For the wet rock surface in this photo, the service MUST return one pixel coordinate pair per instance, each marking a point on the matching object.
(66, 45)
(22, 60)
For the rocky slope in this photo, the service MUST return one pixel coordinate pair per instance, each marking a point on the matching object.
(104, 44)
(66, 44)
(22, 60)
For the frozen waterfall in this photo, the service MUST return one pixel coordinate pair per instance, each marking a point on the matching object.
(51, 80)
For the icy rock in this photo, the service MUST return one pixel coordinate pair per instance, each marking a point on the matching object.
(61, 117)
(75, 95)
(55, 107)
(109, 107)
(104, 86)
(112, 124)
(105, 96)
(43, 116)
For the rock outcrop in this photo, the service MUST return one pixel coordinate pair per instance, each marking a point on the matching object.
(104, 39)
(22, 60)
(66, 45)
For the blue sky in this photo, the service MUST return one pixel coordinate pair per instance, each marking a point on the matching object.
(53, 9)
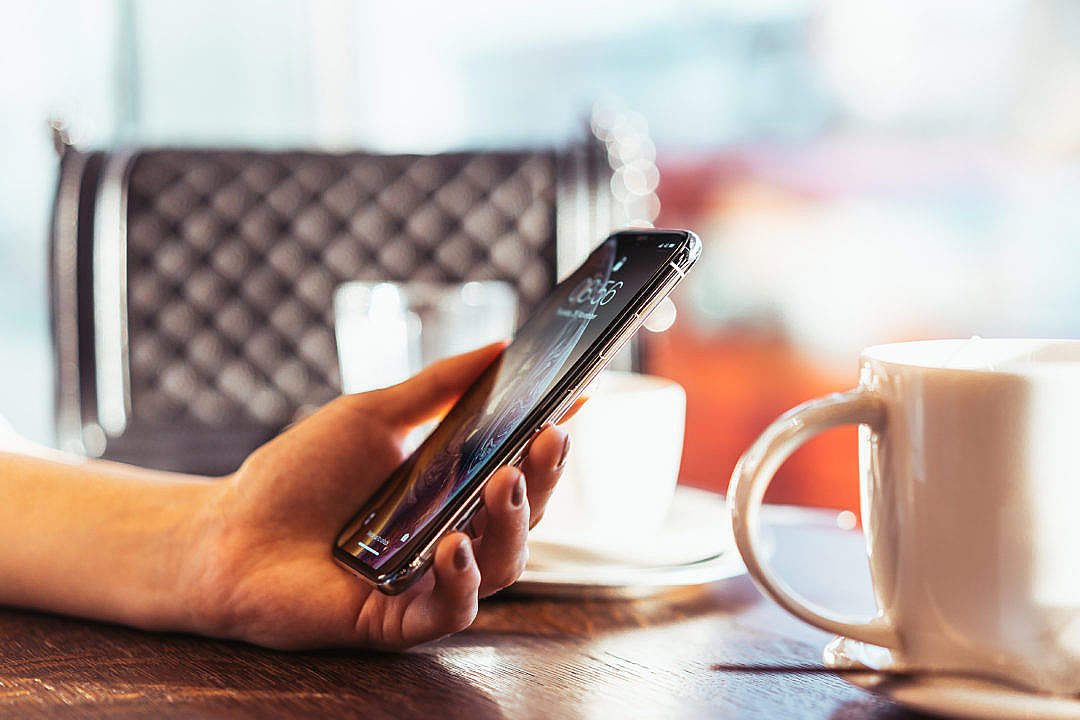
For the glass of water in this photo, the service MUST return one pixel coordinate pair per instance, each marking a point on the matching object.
(388, 331)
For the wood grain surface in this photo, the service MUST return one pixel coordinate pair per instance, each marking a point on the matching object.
(720, 651)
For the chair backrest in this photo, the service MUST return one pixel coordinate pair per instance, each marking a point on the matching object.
(191, 289)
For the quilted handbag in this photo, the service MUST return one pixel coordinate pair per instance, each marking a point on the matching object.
(191, 288)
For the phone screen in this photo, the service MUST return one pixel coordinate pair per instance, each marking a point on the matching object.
(419, 494)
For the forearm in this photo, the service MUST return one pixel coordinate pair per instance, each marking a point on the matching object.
(98, 540)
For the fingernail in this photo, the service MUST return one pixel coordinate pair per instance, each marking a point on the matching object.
(461, 556)
(566, 451)
(517, 496)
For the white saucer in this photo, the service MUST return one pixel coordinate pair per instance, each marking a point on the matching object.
(699, 551)
(875, 669)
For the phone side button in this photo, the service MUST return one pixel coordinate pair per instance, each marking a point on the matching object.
(611, 348)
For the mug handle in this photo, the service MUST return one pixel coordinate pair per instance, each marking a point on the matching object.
(751, 479)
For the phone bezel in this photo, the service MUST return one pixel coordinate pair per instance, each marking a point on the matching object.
(554, 404)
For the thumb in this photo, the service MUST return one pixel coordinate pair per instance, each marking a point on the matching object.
(427, 394)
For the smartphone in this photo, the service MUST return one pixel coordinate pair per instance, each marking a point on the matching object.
(536, 379)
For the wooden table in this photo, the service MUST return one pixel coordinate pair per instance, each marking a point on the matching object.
(721, 651)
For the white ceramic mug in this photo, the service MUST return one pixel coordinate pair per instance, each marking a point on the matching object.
(622, 469)
(970, 489)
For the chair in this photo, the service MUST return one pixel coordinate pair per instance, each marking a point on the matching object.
(191, 288)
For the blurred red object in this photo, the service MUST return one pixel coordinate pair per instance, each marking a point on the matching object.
(739, 380)
(736, 385)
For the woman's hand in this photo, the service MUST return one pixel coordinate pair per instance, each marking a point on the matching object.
(264, 570)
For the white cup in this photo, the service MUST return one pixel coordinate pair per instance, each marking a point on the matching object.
(970, 488)
(622, 467)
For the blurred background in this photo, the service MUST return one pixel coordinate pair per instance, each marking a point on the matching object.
(860, 173)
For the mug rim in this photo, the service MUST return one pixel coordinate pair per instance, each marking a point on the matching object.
(1017, 356)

☆ ☆ ☆ ☆

**Brief**.
Copy the lines of the records above verbatim, from the line containing "For the blurred background" through the last line of the records, both ends included.

**The output**.
For the blurred background in this photo, the service MUST return one pixel coordinate pair per instance, each marking a point on the matching object.
(860, 173)
For the mug rim in this photo, the service MUST return one pixel coordinate pair per instance, each marking a point on the matching object.
(1017, 356)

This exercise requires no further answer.